Exercise: Copy the listing from the line containing "Objective — one point per instance of the window" through the end of the listing, replacing "parentheses enclosing the pair" with "the pair wrapped in parentheses" and leaving everything else unchanged.

Information given:

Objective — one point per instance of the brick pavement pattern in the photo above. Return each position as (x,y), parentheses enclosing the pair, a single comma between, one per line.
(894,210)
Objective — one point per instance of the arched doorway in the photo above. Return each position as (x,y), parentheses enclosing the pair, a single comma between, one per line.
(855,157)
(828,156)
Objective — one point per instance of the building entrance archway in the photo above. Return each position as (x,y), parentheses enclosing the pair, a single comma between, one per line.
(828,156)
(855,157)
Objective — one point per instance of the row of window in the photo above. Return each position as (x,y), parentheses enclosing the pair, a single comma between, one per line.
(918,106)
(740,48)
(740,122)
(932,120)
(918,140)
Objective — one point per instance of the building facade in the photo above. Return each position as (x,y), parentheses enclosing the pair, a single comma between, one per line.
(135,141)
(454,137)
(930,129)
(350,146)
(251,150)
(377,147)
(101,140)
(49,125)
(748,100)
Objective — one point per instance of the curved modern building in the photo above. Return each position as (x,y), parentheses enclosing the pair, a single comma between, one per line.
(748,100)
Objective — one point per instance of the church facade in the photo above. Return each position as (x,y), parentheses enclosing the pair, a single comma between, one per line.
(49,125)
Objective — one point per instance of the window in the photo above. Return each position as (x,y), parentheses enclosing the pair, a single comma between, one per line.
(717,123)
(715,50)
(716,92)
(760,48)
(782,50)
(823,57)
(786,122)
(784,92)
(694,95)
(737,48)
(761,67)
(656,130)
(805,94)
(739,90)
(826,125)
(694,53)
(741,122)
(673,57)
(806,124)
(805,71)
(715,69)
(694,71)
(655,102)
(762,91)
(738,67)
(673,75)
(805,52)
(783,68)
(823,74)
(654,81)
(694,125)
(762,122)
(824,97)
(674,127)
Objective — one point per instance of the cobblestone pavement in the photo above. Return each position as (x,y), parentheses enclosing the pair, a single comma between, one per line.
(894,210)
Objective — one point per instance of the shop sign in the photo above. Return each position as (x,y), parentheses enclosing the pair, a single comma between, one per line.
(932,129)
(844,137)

Exercise answer:
Objective — one point per instance of the window in the photo above. Return each position as (x,y), the pair wrapped in parentheses, a single comma between, one per line.
(717,123)
(715,50)
(716,92)
(760,48)
(782,50)
(823,57)
(786,122)
(784,92)
(694,95)
(737,48)
(761,67)
(656,130)
(805,94)
(739,90)
(826,125)
(694,53)
(741,122)
(673,57)
(806,124)
(805,71)
(715,69)
(694,71)
(655,102)
(762,91)
(738,67)
(673,75)
(805,52)
(783,68)
(823,74)
(654,81)
(694,125)
(762,122)
(824,97)
(674,127)
Objective — one point per instance of the cobblestone pavement in the photo above. Return each position as (x,y), the pair wrapped in parentheses, a single comma between, one per line.
(894,210)
Objective — one point per instance of the shop sign in the photo above. Return each position as (x,y), the pair wrapped in parentheses, a single comma between, one per line.
(932,129)
(844,137)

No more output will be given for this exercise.